**Werkinstructies**
**a)** Wat is volgens het opiniestuk over kerkarchitectuur de oorzaak van de crisis in de kerkarchitectuur van de gereformeerde gezindte?
**b)** Geef het deel van het opiniestuk over kerkarchitectuur tussen "Het gebrek aan" en "ontkerkelijking en kerk-zijn.", inclusief, opnieuw weer en vervang daarbij "hausse" door "golf".

**Pagina**

▽

Opinie
Hoog tijd voor bezinning op kerkarchitectuur

Het gebrek aan fundamentele bezinning is de oorzaak van de crisis in de kerkarchitectuur van de gereformeerde gezindte, stelt Wim S. Ros.

beeld Wikimedia
beeld Wikimedia

De paradox van de ontkerkelijking in Nederland is dat er behalve van massale sluiting, afstoting en sloop van kerken, sprake is van een hausse aan nieuw gebouwde en te bouwen kerken. Deze komen vooral voor rekening van kerkgenootschappen die –gemakshalve geformuleerd– tot de gereformeerde gezindte behoren. Deze paradox noopt tot de vraag naar de verhouding tussen ontkerkelijking en kerk-zijn.

△

[Bronmateriaal]
▽

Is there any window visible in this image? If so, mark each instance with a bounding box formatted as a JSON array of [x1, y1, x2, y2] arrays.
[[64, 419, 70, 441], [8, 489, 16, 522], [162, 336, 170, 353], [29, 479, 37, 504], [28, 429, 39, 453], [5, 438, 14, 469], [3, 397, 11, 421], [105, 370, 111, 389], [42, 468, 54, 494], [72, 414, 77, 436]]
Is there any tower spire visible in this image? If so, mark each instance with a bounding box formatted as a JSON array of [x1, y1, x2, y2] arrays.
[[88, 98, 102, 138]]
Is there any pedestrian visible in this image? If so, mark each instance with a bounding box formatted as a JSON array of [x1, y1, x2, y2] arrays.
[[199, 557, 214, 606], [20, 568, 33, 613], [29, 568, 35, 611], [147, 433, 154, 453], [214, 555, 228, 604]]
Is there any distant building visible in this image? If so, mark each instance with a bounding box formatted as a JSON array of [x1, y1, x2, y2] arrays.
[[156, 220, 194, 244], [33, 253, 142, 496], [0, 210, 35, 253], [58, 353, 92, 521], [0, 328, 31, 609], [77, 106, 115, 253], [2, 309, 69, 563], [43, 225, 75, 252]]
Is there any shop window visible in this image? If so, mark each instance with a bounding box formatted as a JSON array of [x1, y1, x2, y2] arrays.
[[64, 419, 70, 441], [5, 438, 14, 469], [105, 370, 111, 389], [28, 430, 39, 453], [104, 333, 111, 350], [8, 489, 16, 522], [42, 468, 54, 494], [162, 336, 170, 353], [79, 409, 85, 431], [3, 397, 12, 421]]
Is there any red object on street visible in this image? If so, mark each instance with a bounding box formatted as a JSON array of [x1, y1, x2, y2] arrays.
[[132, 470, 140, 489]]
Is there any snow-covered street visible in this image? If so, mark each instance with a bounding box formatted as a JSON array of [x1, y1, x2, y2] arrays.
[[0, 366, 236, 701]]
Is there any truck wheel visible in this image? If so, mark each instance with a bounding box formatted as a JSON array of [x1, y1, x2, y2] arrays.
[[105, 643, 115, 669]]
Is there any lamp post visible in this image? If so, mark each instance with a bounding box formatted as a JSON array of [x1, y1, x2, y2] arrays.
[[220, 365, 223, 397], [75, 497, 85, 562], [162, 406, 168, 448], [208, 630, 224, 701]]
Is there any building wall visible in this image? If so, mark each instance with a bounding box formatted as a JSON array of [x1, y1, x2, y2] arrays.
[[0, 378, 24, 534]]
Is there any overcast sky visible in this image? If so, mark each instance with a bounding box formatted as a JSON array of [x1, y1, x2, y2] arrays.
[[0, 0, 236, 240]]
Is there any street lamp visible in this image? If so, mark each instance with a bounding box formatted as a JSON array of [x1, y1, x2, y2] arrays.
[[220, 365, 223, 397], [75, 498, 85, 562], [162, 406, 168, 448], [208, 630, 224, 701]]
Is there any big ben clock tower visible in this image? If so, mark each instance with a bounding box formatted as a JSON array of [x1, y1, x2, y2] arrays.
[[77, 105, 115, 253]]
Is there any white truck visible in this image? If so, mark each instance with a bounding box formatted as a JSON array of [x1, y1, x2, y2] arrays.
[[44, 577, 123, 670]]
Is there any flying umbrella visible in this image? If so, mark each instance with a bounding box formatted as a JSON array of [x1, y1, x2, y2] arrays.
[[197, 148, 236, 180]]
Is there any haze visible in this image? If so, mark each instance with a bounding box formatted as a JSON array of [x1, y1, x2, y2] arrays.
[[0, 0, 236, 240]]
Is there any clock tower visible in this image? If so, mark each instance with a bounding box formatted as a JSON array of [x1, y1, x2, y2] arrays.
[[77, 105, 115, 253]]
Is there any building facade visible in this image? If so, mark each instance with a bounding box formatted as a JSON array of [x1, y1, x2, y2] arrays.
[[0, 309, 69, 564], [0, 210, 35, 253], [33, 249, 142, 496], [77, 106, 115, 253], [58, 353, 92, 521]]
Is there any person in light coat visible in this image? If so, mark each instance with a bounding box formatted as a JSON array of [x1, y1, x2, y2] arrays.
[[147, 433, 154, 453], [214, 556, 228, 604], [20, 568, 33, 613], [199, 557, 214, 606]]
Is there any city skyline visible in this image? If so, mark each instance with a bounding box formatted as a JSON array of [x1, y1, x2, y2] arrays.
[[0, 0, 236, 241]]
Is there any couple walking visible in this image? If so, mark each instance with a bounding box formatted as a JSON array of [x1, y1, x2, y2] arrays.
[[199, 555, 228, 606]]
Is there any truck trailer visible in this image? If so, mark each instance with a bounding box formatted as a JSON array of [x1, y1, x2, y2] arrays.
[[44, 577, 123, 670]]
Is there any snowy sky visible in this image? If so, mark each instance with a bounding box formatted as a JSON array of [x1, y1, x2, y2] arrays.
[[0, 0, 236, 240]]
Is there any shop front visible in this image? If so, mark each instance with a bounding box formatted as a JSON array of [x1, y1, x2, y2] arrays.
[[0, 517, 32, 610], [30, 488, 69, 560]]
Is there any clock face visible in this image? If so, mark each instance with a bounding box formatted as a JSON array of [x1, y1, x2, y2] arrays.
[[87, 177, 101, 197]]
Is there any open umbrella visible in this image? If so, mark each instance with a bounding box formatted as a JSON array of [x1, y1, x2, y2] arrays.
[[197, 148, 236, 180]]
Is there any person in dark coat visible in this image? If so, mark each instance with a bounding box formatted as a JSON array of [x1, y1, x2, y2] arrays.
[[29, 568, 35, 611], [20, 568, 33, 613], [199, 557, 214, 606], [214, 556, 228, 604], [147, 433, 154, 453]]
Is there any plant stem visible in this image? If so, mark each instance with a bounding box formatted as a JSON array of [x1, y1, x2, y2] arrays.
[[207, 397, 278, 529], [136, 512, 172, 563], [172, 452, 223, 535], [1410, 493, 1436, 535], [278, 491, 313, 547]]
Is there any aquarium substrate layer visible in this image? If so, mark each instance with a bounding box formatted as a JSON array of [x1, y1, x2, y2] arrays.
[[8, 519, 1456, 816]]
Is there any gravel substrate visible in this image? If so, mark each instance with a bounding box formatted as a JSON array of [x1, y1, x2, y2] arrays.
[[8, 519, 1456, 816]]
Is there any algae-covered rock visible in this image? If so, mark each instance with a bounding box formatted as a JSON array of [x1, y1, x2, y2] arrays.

△

**Antwoorden op opdrachten**
**a)** Volgens Wim S. Ros komt die crisis door het gebrek aan fundamentele bezinning.

**b)**
Het gebrek aan fundamentele bezinning is de oorzaak van de crisis in de kerkarchitectuur van de gereformeerde gezindte, stelt Wim S. Ros.

beeld Wikimedia
beeld Wikimedia

De paradox van de ontkerkelijking in Nederland is dat er behalve van massale sluiting, afstoting en sloop van kerken, sprake is van een golf aan nieuw gebouwde en te bouwen kerken. Deze komen vooral voor rekening van kerkgenootschappen die –gemakshalve geformuleerd– tot de gereformeerde gezindte behoren. Deze paradox noopt tot de vraag naar de verhouding tussen ontkerkelijking en kerk-zijn.